→ Aim
Echo the lines between the line containing "Domain: shelf audit" and the line containing "Need: for every", inclusive, copying them without any change.

→ Supplied records
* * *

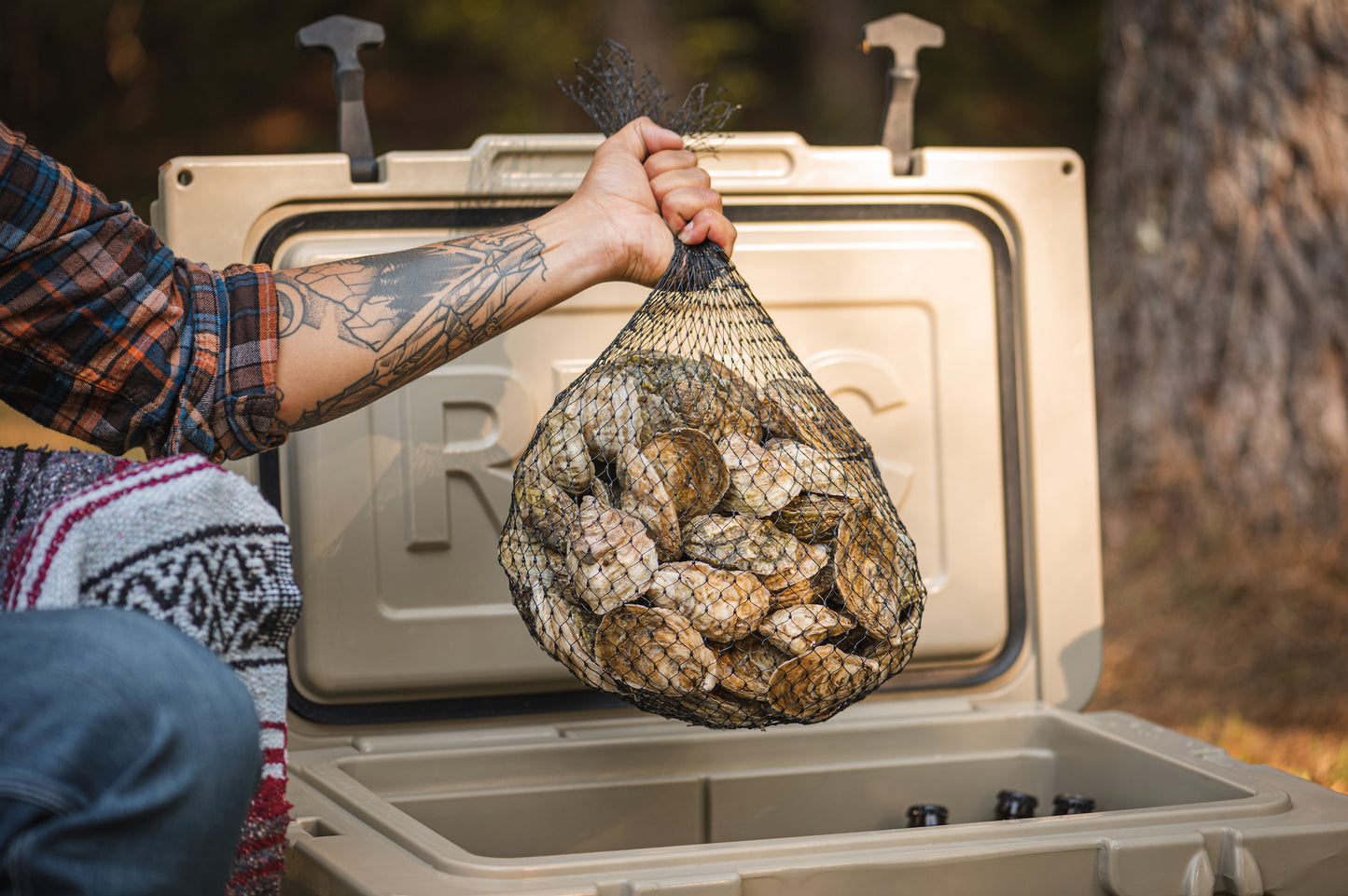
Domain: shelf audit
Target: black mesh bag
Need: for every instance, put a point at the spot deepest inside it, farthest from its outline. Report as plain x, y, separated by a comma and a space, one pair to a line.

* * *

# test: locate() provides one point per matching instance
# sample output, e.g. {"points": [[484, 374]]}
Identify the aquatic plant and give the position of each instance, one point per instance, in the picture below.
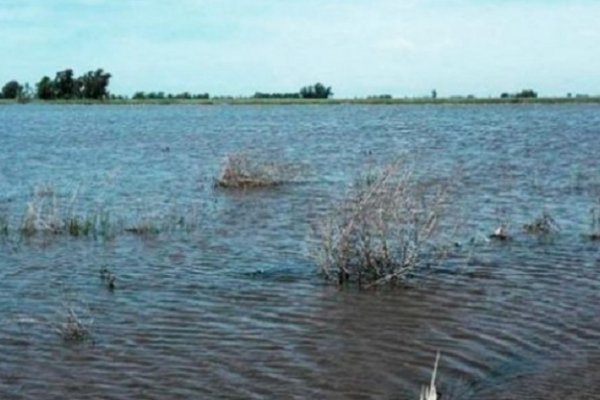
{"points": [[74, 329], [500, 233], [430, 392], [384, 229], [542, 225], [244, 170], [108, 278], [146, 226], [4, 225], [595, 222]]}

* * *

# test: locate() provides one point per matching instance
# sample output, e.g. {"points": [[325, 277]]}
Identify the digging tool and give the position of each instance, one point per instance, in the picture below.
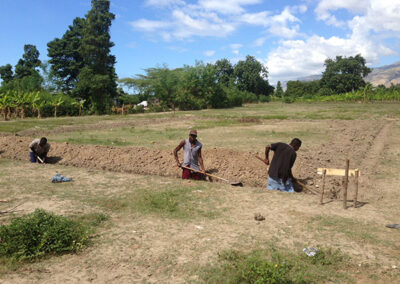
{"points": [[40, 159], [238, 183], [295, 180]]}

* * *

→ Result of this task
Domain: shelf audit
Target: black mesh bag
Need: for every instance, put a point at the spot deepest inside it, farthest from its outline. Report as plain x, y, separated by a comma and a space, one pair to a line.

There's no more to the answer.